Provided records:

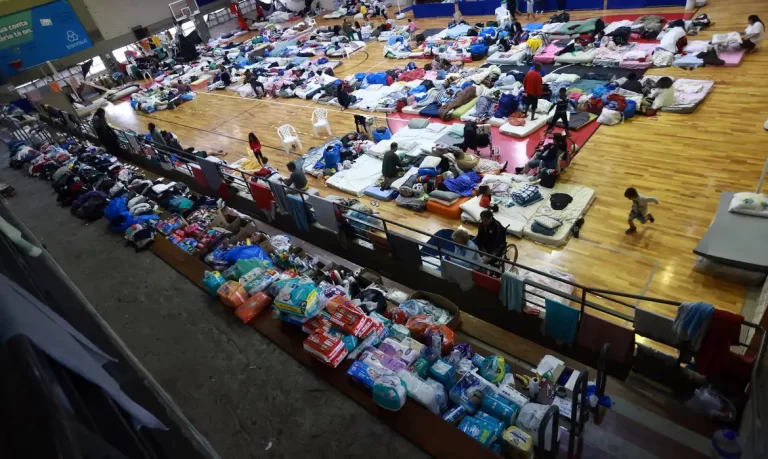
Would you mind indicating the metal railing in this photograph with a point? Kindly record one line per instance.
(173, 159)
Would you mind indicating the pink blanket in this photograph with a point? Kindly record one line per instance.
(732, 58)
(547, 56)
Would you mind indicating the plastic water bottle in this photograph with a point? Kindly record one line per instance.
(725, 445)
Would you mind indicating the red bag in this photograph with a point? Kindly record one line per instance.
(595, 106)
(253, 307)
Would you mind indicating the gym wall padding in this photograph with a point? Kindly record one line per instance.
(551, 5)
(433, 10)
(479, 8)
(626, 4)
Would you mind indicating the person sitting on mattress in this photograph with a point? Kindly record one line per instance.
(297, 179)
(491, 236)
(547, 157)
(632, 84)
(754, 34)
(391, 165)
(466, 249)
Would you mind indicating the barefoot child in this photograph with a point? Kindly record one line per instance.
(639, 210)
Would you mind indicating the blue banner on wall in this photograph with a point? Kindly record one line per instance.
(44, 33)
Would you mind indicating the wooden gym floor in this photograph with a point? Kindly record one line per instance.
(684, 160)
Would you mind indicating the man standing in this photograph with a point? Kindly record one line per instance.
(533, 86)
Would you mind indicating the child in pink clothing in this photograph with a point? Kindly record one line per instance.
(411, 26)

Work to do: Update the lines above by changing every "photograph" to "image" and keeping everything else the same. Leave the pictures out.

Result of this exercise:
Would you mind indicating the metal railing in this image with a point? Kindly record one line per instance.
(173, 159)
Would you mind indicating the pink blanket in this image with a point? Kindly record one line per instance.
(732, 58)
(547, 56)
Would you mind indicating the plastic water bottle in this image with a point? Kindly record one line per instance.
(725, 445)
Would you mind indicating the red bag in this image with a point? Kindly record one line per instance.
(595, 106)
(253, 307)
Would you mind indicating the gym wall padding in this image with a point? Kindly record one line per instance.
(551, 5)
(433, 10)
(479, 8)
(626, 4)
Would you mind indicating the person sitting on mattress in this image with a point? Kindly record one line per instance.
(297, 179)
(491, 236)
(547, 157)
(632, 84)
(754, 34)
(391, 165)
(466, 249)
Would you mind indicating the barefoot child in this image with a point? Kindly record one line per instance.
(639, 210)
Would you mind indicating the blue banner on wall in this image with a point? Kindly record one line per instance.
(44, 33)
Would you mind indicating the wooden gym floor in this image with a point? Kindly record one line per instance.
(684, 160)
Would you mind indicating the man standing in this image with a point? Kindly record one line per instance.
(533, 86)
Would you mind indicating the child in pink clothing in this image with a point? Kindly record one line per instance.
(411, 26)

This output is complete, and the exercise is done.